> _Trecho fornecido_
----------
Monte de gente na foto, menos Latorre. Na imagem, do Acervo da Biblioteca Nacional, estão Majores Fritz e Gardino, capitães Estraubel e Dionísio, tenente Alfredo e cabo carrasco Sebastião Juvencio (o degolador). Vítima degolada ? Não se sabe quem, exceto que não é Latorre

A história de Latorre e a faca de Adão

Por RICARDO RITZEL (*)

O período revolucionário rio-grandense (1893 – 1930) é lembrado, antes de tudo, pela degola simples e sumária do inimigo. Uma prática utilizada em larga escala, tanto pelo lado governista (chamados de pica-paus e, depois de 1923, chimangos), quanto pelos rebeldes maragatos.

È certo que os seguidores do presidente do Estado, Julio de Castilhos, seguiram a risca a sugestão do chefe escrita em uma carta enviada a um correligionário, que depois foi interceptada e divulgada pela inteligência federalista: – “O inimigo não se poupa nem na honra, nem na propriedade, nem na vida. E com a devida discrição”. O objetivo era esmagar a oposição através de um Estado de Terror.

Mas o resultado não foi bem o esperado, já que as forças maragatas, com sede de vingança, começaram a devolver as mesmas atrocidades com uma ferocidade ainda maior. Tanto que, em um determinado momento do conflito, boa parte das tropas revolucionárias era composta por pessoas que não estavam interessadas em política, e sim em vingança pura e simples de um ente querido morto pela repreensão castilhista.

E, certo também, é que o primeiro nome que vem a mente a qualquer referência a este triste período da história do Rio Grande do Sul é do tenente coronel maragato, Adão Latorre, um ex- escravo fugitivo do Brasil que ainda muito jovem encontrou abrigo e trabalho nas terras da família Tavares, no Uruguai.

Mas, afinal, quem era este personagem?

Que Adão Latorre, degolou gente, sabemos que sim. E com certeza. Mas não todos os 300 pica-paus de Rio Negro que estão em sua conta desde a Revolução de 1893 e vem sendo contados, desde então, em prosa e verso pelos mais diversos autores da literatura de ficção gaúcha.

E que fama o negro Adão pegou!

“Degolador do Rio Negro, Carniceiro da Lagoa da Música, Homem da Faca de Prata, Monstro de Hulha Negra, Besta Federalista e Açougueiro Maragato” são alguns entre outros predicados e adjetivos com o mesmo sentido que há mais de 100 anos são associados ao revolucionário federalista.
----------
> _Linhas fornecidas_
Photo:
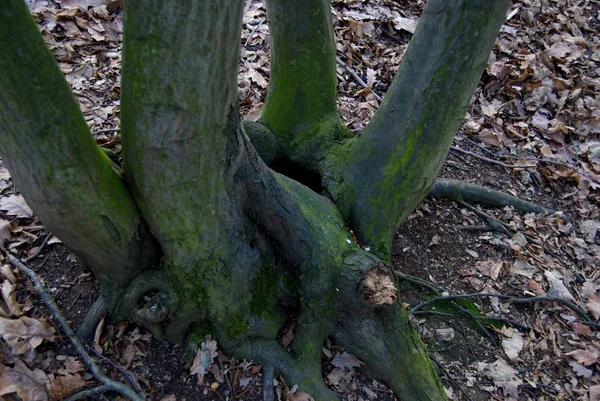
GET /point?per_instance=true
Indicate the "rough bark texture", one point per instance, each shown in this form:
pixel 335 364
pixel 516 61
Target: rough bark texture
pixel 395 160
pixel 65 177
pixel 244 247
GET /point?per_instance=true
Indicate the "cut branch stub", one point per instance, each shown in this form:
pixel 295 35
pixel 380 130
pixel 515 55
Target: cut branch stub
pixel 378 289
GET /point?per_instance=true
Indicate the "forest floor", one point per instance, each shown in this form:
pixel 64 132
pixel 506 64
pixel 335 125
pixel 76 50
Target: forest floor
pixel 531 131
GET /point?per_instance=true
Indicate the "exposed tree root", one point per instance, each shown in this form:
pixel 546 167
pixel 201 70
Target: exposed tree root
pixel 461 190
pixel 108 384
pixel 98 309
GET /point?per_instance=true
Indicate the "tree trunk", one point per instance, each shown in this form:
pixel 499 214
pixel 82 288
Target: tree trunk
pixel 52 157
pixel 243 246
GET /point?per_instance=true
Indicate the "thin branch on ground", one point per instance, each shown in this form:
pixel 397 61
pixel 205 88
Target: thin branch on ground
pixel 508 299
pixel 86 394
pixel 108 384
pixel 487 159
pixel 119 368
pixel 492 222
pixel 222 369
pixel 268 387
pixel 40 249
pixel 465 191
pixel 418 281
pixel 356 77
pixel 107 131
pixel 526 158
pixel 474 228
pixel 467 312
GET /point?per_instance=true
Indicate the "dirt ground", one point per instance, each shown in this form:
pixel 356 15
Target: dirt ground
pixel 533 351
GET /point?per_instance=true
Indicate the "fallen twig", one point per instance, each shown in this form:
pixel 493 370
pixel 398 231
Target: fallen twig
pixel 465 191
pixel 108 384
pixel 119 368
pixel 356 77
pixel 222 369
pixel 510 299
pixel 479 324
pixel 268 376
pixel 492 161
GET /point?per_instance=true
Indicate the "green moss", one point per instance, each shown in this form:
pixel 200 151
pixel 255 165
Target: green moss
pixel 236 325
pixel 198 331
pixel 264 290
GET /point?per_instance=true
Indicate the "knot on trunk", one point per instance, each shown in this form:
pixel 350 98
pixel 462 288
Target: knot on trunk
pixel 378 289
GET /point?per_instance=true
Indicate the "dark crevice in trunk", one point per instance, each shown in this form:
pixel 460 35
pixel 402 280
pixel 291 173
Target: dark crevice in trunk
pixel 309 178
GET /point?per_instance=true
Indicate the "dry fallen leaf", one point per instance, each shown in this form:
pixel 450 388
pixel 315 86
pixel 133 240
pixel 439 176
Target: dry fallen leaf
pixel 60 387
pixel 10 298
pixel 15 205
pixel 581 370
pixel 585 357
pixel 513 343
pixel 557 285
pixel 26 383
pixel 25 334
pixel 204 359
pixel 4 232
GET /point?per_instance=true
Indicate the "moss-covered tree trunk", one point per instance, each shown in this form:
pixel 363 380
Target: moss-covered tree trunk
pixel 243 247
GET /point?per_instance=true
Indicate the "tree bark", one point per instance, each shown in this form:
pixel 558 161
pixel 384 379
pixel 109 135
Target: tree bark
pixel 243 246
pixel 53 159
pixel 300 109
pixel 394 161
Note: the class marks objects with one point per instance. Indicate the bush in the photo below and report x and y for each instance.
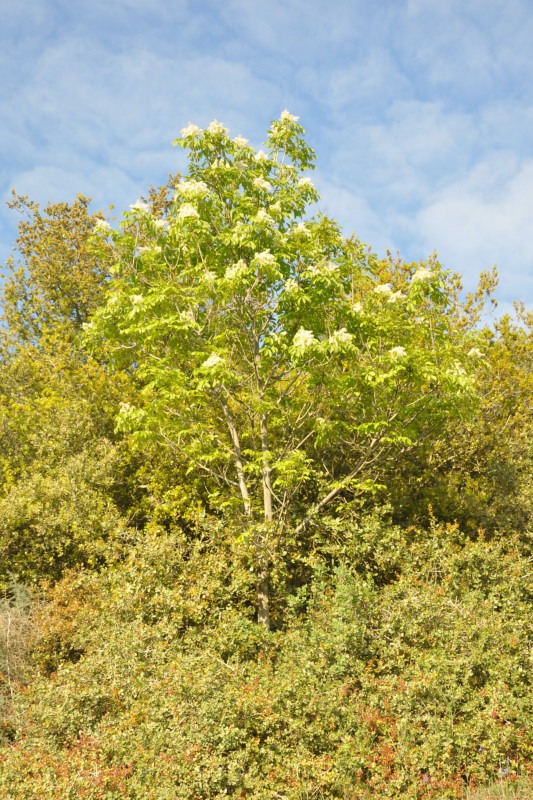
----------
> _Problemas a resolver_
• 1. Transcreva do trecho sobre Adão Latorre a parte que vai de "Mas, afinal, quem" até "de ficção gaúcha.", incluindo ambas as expressões.
• 2. No trecho sobre Adão Latorre, onde ele encontrou abrigo e trabalho ainda muito jovem?
As linhas não têm nenhum papel nesta atividade.

> _Respostas por tarefa_
• 1.
Mas, afinal, quem era este personagem?

Que Adão Latorre, degolou gente, sabemos que sim. E com certeza. Mas não todos os 300 pica-paus de Rio Negro que estão em sua conta desde a Revolução de 1893 e vem sendo contados, desde então, em prosa e verso pelos mais diversos autores da literatura de ficção gaúcha.

• 2. Nas terras da família Tavares, no Uruguai.